*** SUPPLIED RECORDS Section Begins ***
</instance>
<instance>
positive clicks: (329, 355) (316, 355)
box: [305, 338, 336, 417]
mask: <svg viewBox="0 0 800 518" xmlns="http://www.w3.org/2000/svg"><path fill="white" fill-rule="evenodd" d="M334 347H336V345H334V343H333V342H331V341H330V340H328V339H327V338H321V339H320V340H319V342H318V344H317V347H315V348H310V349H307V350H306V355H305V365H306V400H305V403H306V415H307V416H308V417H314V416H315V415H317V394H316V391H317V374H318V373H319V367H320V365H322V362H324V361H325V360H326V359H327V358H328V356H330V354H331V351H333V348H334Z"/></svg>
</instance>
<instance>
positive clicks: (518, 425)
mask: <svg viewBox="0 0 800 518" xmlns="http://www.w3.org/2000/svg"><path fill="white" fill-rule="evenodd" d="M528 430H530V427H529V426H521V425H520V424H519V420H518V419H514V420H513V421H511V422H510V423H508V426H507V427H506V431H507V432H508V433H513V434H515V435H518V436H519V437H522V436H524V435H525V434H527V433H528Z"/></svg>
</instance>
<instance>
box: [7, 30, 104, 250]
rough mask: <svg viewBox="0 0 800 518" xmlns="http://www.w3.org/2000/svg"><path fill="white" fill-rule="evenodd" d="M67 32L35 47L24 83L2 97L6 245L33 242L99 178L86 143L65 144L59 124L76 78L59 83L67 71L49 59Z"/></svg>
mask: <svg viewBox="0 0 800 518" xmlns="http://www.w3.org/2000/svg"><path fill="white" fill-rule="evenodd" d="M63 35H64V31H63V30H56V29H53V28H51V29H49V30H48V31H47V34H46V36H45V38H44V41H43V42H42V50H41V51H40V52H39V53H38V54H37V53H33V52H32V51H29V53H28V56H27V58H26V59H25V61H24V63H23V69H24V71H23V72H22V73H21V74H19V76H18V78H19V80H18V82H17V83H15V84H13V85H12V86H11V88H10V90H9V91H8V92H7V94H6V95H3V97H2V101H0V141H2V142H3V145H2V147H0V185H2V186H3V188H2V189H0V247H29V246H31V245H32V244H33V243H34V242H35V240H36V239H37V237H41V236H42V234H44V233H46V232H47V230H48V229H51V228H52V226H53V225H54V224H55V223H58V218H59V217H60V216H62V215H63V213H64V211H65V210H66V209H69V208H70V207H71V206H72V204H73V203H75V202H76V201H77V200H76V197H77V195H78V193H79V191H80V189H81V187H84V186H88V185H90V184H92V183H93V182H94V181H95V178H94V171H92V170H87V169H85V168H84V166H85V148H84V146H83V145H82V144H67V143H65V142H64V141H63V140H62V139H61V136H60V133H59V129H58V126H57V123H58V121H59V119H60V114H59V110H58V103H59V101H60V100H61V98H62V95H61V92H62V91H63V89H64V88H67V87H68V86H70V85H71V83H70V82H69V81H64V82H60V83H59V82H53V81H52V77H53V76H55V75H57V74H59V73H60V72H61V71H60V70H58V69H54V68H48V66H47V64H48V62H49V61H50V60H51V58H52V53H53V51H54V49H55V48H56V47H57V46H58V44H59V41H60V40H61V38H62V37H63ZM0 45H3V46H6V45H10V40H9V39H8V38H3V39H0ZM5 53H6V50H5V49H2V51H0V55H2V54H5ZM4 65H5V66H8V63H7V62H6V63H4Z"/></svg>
*** SUPPLIED RECORDS Section Ends ***
#### WHAT YOU SHOULD DO:
Could the entire listing be reproduced without any alteration?

#### COMPLETED EXERCISE:
</instance>
<instance>
positive clicks: (329, 355) (316, 355)
box: [305, 338, 336, 417]
mask: <svg viewBox="0 0 800 518" xmlns="http://www.w3.org/2000/svg"><path fill="white" fill-rule="evenodd" d="M334 347H336V345H334V343H333V342H331V341H330V340H328V339H327V338H321V339H320V340H319V342H318V344H317V347H315V348H310V349H307V350H306V355H305V365H306V400H305V403H306V415H307V416H308V417H314V416H315V415H317V394H316V391H317V374H318V373H319V367H320V365H322V362H324V361H325V360H326V359H327V358H328V356H330V354H331V351H333V348H334Z"/></svg>
</instance>
<instance>
positive clicks: (518, 425)
mask: <svg viewBox="0 0 800 518" xmlns="http://www.w3.org/2000/svg"><path fill="white" fill-rule="evenodd" d="M528 430H530V427H529V426H521V425H520V424H519V420H518V419H514V420H513V421H511V422H510V423H508V426H507V427H506V431H507V432H508V433H513V434H515V435H518V436H519V437H522V436H524V435H525V434H527V433H528Z"/></svg>
</instance>
<instance>
box: [7, 30, 104, 250]
rough mask: <svg viewBox="0 0 800 518" xmlns="http://www.w3.org/2000/svg"><path fill="white" fill-rule="evenodd" d="M67 32L35 47L24 83L2 97L6 245L33 242L99 178L86 143L65 144L59 124L76 78L59 83L67 71L49 59Z"/></svg>
mask: <svg viewBox="0 0 800 518" xmlns="http://www.w3.org/2000/svg"><path fill="white" fill-rule="evenodd" d="M63 35H64V31H63V30H56V29H53V28H51V29H49V30H48V31H47V34H46V36H45V38H44V41H43V42H42V50H41V51H40V52H39V53H38V54H37V53H33V52H32V51H29V53H28V56H27V58H26V59H25V61H24V63H23V69H24V71H23V72H22V73H21V74H19V76H18V78H19V80H18V82H17V83H15V84H13V85H12V86H11V88H10V90H9V91H8V92H7V94H6V95H3V97H2V101H0V141H2V142H3V145H2V147H0V185H2V186H3V188H2V189H0V247H29V246H31V245H32V244H33V243H34V242H35V240H36V239H37V237H41V236H42V234H44V233H46V232H47V230H48V229H51V228H52V226H53V225H54V224H55V223H58V218H59V217H60V216H62V215H63V213H64V211H65V210H66V209H69V208H70V207H71V206H72V204H73V203H75V202H76V201H77V200H76V197H77V195H78V193H79V191H80V189H81V187H84V186H88V185H90V184H92V183H93V182H94V181H95V178H94V171H92V170H87V169H85V168H84V166H85V148H84V146H83V145H82V144H67V143H65V142H64V141H63V140H62V139H61V136H60V133H59V129H58V126H57V123H58V121H59V119H60V114H59V110H58V103H59V101H60V100H61V98H62V95H61V92H62V91H63V89H64V88H67V87H68V86H70V85H71V83H70V82H69V81H64V82H60V83H59V82H53V81H52V77H53V76H55V75H57V74H59V73H60V72H61V71H60V70H58V69H54V68H48V66H47V64H48V62H49V61H50V60H51V58H52V53H53V51H54V49H55V48H56V47H57V46H58V44H59V41H60V40H61V38H62V37H63ZM0 45H3V46H6V45H10V40H9V39H8V38H3V39H0ZM5 53H6V50H5V49H2V51H0V55H2V54H5ZM4 65H5V66H8V63H7V62H6V63H4Z"/></svg>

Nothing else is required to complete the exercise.